* **Passage provided**:
== Segment start ==
Whale: The Hebrew word tan (plural, tannin) is so rendered in Job 7:12 (A.V.; but R.V., "sea-monster"). It is rendered by "dragons" in Deuteronomy 32:33; Psalm 91:13; Jeremiah 51:34; Psalm 74:13 (marg., "whales;" and marg. of R.V., "sea-monsters"); Isaiah 27:1; and "serpent" in Exodus 7:9 (R.V. marg., "any large reptile," and so in Exodus 7:10,12). The words of (Job 7:12), uttered in bitter irony, where he asks, "Am I a sea or a whale?" simply mean, "Have I a wild, untamable nature, like the waves of the sea, which must be confined and held within bounds, that they cannot pass?" "The serpent of the sea, which was but the wild, stormy sea itself, wound itself around the land, and threatened to swallow it up...Job inquires if he must be watched and plagued like this monster, lest he throw the world into disorder" (Davidson's Job).
The whale tribe are included under the general Hebrew name tannin (Genesis 1:21; Lamentations 4:3). "Even the sea-monsters [tanninim] draw out the breast." The whale brings forth its young alive, and suckles them.
== Segment end ==
* **Listed entries**:
== Segment start ==
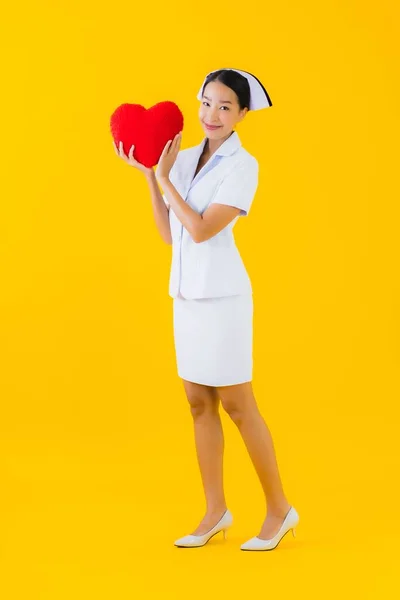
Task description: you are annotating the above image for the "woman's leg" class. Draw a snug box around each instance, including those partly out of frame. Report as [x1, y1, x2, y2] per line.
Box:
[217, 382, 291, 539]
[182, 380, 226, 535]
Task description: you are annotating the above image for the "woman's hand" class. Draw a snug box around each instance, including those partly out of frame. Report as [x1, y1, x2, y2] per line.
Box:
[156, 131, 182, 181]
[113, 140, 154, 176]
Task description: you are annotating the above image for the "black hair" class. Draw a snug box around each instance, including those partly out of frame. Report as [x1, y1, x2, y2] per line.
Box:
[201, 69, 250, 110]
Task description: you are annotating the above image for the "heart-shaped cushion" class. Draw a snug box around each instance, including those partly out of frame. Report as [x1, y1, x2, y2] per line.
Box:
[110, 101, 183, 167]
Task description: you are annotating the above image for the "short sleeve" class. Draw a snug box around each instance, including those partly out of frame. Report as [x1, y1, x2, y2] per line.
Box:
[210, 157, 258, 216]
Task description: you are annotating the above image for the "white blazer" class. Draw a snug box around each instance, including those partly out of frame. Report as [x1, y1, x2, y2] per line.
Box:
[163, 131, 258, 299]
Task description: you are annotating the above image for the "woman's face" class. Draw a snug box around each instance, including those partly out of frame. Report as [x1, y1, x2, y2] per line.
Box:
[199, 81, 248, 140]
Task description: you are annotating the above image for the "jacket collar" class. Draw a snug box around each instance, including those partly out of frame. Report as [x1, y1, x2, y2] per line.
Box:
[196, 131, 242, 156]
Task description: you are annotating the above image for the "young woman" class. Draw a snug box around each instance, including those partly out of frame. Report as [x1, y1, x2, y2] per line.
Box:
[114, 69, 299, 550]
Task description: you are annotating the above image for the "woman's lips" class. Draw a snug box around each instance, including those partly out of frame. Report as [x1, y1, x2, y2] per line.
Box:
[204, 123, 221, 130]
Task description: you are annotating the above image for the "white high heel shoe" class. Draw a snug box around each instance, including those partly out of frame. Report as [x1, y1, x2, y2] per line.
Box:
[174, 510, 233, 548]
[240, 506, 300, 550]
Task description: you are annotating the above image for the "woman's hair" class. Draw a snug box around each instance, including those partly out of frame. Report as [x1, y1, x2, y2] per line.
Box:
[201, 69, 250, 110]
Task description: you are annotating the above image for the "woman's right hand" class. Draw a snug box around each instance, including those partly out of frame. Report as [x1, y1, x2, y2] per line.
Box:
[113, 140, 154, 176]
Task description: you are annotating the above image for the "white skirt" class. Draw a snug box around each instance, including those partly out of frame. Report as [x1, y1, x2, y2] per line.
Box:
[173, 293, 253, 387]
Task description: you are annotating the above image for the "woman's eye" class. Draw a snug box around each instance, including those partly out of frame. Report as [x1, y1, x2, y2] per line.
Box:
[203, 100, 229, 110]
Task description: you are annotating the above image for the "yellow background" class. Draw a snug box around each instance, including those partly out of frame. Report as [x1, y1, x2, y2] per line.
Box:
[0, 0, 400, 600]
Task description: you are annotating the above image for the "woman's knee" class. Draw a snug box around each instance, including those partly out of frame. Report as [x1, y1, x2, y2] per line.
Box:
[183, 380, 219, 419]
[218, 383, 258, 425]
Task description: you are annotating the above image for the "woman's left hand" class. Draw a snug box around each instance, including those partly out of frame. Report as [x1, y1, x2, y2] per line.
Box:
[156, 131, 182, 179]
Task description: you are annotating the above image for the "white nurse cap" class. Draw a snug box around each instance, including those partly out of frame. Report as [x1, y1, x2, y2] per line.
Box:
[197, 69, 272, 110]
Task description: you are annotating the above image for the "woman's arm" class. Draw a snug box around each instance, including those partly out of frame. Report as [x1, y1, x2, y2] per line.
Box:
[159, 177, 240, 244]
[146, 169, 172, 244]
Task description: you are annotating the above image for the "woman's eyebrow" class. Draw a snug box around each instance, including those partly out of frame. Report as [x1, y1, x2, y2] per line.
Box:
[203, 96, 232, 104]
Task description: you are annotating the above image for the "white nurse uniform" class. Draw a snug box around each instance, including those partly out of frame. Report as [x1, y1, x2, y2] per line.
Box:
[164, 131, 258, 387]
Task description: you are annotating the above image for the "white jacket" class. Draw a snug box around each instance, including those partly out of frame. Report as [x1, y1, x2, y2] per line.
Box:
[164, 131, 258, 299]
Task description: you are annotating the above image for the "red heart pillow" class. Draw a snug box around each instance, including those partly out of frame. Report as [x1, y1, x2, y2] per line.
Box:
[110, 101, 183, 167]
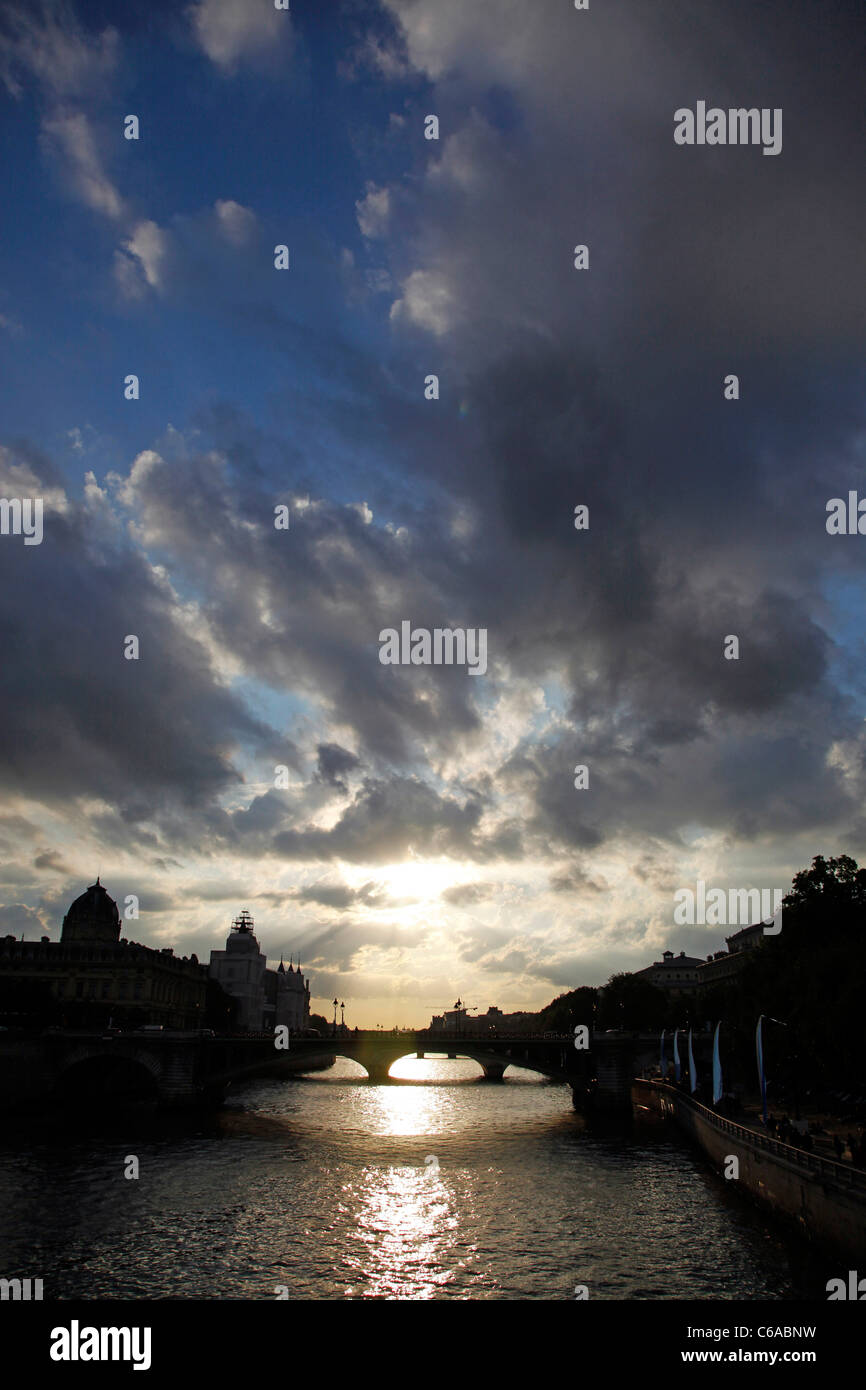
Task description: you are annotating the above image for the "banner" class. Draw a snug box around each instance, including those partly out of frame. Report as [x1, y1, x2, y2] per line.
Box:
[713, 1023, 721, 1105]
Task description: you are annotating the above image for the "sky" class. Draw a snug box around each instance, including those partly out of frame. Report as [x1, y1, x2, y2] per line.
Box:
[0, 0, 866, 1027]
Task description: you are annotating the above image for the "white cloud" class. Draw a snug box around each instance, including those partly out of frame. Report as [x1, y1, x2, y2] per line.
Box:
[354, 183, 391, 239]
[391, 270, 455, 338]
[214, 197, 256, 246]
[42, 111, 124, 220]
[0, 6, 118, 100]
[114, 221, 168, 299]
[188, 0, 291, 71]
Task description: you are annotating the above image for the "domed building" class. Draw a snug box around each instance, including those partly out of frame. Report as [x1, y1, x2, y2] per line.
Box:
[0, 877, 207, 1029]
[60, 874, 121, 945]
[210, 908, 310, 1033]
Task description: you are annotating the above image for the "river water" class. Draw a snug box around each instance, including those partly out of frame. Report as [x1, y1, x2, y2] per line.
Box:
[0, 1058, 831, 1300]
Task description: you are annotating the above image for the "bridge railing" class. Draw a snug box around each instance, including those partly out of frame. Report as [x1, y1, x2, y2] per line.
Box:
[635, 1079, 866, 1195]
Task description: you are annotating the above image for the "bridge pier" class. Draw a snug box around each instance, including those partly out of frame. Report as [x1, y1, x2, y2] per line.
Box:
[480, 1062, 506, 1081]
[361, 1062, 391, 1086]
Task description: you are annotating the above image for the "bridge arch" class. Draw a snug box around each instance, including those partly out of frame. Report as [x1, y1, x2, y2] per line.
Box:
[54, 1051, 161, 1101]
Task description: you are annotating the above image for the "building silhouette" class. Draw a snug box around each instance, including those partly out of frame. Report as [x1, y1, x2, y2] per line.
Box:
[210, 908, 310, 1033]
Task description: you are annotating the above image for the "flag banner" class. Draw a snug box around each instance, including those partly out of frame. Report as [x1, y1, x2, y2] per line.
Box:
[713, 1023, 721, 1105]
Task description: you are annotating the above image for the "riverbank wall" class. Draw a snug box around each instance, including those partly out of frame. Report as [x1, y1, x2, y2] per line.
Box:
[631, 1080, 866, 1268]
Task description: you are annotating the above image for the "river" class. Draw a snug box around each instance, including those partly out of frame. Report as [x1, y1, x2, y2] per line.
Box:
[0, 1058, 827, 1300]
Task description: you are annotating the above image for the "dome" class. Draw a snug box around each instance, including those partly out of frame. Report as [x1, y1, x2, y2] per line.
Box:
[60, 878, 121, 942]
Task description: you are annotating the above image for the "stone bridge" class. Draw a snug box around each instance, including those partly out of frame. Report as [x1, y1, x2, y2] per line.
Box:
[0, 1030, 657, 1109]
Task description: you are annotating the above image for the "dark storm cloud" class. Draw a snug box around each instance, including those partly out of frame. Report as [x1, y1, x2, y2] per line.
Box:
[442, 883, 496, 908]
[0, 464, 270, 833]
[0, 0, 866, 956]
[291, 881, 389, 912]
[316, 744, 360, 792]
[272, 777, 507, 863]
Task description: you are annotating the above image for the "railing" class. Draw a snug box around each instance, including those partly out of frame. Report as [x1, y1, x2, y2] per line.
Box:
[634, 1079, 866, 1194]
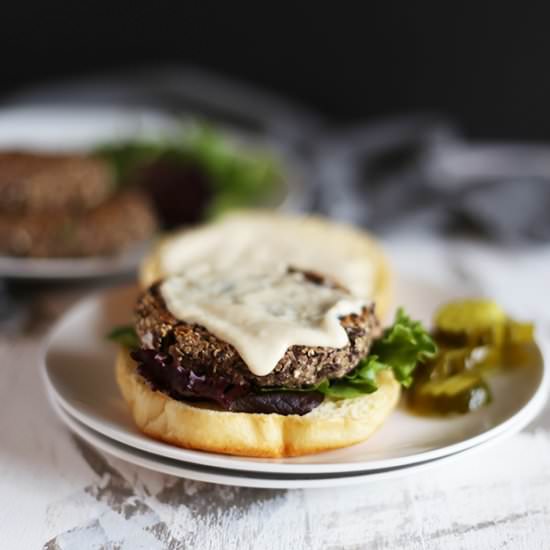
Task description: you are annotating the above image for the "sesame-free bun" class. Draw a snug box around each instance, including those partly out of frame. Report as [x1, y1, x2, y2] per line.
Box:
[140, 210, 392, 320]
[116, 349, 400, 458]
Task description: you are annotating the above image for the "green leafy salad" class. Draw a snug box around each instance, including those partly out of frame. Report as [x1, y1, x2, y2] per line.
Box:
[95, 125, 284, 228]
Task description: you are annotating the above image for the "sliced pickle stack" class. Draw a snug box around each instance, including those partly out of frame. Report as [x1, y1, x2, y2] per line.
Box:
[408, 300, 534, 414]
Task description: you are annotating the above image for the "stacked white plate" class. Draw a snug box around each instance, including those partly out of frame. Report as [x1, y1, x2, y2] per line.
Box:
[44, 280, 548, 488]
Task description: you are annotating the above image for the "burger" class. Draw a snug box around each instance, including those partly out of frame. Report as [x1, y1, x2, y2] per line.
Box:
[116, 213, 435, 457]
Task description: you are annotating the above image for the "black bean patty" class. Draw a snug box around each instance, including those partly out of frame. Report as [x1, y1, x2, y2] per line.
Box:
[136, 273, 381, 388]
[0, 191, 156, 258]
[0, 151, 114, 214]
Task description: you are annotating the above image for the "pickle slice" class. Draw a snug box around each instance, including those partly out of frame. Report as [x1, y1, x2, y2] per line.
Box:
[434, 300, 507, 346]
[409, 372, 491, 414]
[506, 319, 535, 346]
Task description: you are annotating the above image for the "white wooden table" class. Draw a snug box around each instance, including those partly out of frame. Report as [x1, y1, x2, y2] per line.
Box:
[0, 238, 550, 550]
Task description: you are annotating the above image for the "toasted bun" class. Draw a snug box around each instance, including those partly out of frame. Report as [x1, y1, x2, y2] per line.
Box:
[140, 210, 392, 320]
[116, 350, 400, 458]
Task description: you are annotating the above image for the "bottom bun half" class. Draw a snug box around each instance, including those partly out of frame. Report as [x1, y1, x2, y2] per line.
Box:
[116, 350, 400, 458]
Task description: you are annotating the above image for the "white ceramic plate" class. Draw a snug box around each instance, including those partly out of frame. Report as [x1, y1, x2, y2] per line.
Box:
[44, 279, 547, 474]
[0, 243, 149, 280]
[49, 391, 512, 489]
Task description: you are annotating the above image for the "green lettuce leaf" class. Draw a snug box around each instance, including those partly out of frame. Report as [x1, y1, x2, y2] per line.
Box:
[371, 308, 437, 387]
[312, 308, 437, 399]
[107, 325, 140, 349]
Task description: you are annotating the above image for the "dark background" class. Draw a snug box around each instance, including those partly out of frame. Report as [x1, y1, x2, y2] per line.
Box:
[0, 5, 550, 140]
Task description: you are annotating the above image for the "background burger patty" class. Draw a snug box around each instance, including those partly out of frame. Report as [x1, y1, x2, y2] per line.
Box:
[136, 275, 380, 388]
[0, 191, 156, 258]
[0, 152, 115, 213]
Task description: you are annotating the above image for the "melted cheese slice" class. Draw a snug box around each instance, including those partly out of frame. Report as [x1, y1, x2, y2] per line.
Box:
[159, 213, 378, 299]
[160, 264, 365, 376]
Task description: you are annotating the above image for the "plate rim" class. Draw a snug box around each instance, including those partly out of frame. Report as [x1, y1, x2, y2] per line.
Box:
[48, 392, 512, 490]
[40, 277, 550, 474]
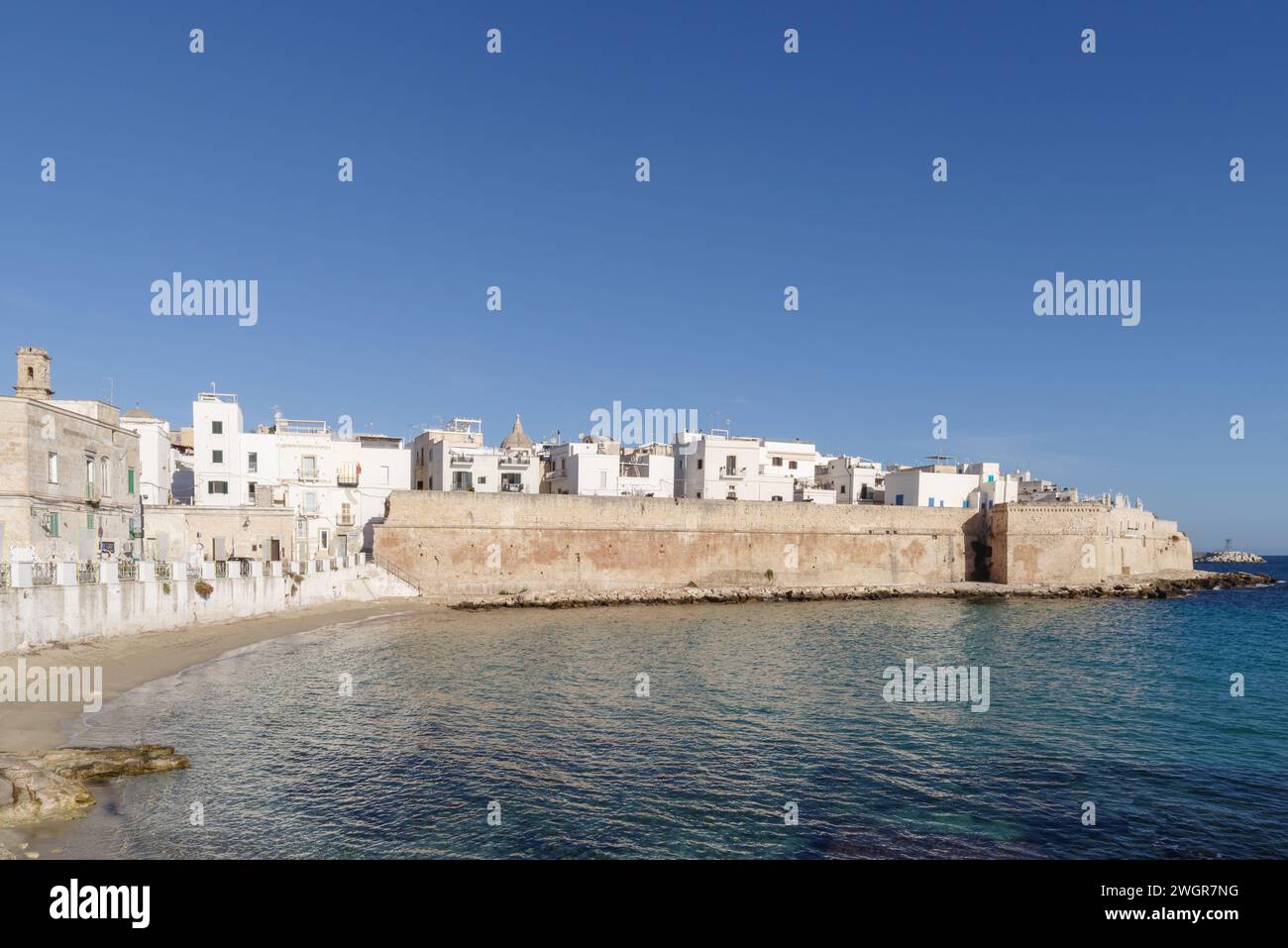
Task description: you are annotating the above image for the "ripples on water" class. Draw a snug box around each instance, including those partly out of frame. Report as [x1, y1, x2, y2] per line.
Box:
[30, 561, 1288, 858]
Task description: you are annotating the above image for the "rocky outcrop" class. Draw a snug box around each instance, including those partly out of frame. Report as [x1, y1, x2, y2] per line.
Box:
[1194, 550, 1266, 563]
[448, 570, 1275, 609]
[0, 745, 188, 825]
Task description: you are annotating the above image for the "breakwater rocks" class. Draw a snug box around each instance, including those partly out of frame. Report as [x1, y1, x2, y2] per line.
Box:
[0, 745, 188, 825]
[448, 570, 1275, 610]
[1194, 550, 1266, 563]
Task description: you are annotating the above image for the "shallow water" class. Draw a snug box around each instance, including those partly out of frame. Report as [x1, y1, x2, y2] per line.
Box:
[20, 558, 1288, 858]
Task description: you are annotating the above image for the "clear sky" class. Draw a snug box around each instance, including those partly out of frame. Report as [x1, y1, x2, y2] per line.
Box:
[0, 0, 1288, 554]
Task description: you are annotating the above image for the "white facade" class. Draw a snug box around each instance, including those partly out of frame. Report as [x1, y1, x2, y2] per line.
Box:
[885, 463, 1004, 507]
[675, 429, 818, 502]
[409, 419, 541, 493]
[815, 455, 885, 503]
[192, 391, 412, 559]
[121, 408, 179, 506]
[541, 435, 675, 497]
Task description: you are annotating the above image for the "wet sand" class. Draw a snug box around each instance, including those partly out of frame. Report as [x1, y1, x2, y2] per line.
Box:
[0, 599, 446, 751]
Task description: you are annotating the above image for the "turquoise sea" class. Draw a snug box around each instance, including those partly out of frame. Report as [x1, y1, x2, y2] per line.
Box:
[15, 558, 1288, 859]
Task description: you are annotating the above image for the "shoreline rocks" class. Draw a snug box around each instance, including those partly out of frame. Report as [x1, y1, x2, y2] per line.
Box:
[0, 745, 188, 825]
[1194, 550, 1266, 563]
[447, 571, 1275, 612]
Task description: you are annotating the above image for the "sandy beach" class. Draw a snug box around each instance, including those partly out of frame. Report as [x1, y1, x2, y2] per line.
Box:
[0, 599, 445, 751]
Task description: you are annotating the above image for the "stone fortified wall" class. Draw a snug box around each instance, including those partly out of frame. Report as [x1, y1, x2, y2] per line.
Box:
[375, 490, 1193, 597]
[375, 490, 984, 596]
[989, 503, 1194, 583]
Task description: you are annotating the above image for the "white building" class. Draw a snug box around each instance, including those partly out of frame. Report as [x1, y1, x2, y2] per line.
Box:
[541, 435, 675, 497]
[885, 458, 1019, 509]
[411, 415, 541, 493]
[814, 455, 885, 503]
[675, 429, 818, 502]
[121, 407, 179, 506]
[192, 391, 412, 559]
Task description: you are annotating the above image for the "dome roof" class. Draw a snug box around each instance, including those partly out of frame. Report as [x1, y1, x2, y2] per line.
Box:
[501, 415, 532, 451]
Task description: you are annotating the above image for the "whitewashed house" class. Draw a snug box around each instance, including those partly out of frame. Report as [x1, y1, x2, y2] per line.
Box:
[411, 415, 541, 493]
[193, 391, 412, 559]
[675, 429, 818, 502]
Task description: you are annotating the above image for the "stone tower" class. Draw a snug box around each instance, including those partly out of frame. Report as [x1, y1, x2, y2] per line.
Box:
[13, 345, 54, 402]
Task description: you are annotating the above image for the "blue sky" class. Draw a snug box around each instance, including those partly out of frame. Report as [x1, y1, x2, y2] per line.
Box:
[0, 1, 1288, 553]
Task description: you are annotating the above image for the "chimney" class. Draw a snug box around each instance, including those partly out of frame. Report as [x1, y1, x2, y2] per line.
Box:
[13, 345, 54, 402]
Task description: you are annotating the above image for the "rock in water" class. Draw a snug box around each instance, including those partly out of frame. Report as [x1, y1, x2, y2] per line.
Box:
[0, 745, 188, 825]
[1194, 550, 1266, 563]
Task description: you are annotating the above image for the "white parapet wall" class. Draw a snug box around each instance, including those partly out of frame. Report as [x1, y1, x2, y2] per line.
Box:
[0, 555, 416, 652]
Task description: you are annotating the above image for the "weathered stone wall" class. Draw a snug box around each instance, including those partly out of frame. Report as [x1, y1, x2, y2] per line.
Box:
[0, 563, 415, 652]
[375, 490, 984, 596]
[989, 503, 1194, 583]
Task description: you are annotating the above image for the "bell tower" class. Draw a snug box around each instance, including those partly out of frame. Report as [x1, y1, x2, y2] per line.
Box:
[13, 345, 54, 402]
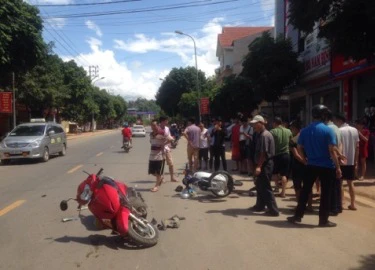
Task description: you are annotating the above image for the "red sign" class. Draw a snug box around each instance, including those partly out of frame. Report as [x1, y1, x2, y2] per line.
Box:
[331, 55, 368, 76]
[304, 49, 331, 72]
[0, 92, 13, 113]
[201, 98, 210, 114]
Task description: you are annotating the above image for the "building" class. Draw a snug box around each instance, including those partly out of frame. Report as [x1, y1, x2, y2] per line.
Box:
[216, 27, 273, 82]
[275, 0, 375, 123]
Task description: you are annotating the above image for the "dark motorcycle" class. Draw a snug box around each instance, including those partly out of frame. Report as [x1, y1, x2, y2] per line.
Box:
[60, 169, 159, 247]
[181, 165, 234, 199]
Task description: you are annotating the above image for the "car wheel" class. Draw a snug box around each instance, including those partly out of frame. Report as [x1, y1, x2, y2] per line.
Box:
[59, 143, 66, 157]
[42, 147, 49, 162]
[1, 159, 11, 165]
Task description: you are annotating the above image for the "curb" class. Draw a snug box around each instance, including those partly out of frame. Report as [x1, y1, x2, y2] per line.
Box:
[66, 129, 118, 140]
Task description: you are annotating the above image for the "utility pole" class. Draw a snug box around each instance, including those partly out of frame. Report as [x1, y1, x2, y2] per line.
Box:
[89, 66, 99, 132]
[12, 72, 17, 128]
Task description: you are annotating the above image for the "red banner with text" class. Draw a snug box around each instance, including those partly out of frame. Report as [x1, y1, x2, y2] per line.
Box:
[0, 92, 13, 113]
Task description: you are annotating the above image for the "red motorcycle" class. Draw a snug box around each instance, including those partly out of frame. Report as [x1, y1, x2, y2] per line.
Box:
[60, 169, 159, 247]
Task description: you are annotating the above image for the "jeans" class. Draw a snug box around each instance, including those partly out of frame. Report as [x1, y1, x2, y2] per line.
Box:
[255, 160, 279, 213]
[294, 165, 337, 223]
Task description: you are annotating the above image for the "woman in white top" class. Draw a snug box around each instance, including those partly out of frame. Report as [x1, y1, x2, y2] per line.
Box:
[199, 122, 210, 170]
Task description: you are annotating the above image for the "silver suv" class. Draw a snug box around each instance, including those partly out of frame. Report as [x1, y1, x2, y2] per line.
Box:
== Segment end ==
* **Questions on the material**:
• a. In the entry on the whale, reproduce the text word for word, starting at the words "The whale tribe" and stopping after the words "and suckles them.".
• b. According to the entry on the whale, what does the whale do with its young?
• c. List every Bible passage that the whale entry cites as rendering the Hebrew word by "dragons."

* **Answers**:
• a.
The whale tribe are included under the general Hebrew name tannin (Genesis 1:21; Lamentations 4:3). "Even the sea-monsters [tanninim] draw out the breast." The whale brings forth its young alive, and suckles them.

• b. It brings forth its young alive and suckles them.

• c.
Deuteronomy 32:33
Psalm 91:13
Jeremiah 51:34
Psalm 74:13
Isaiah 27:1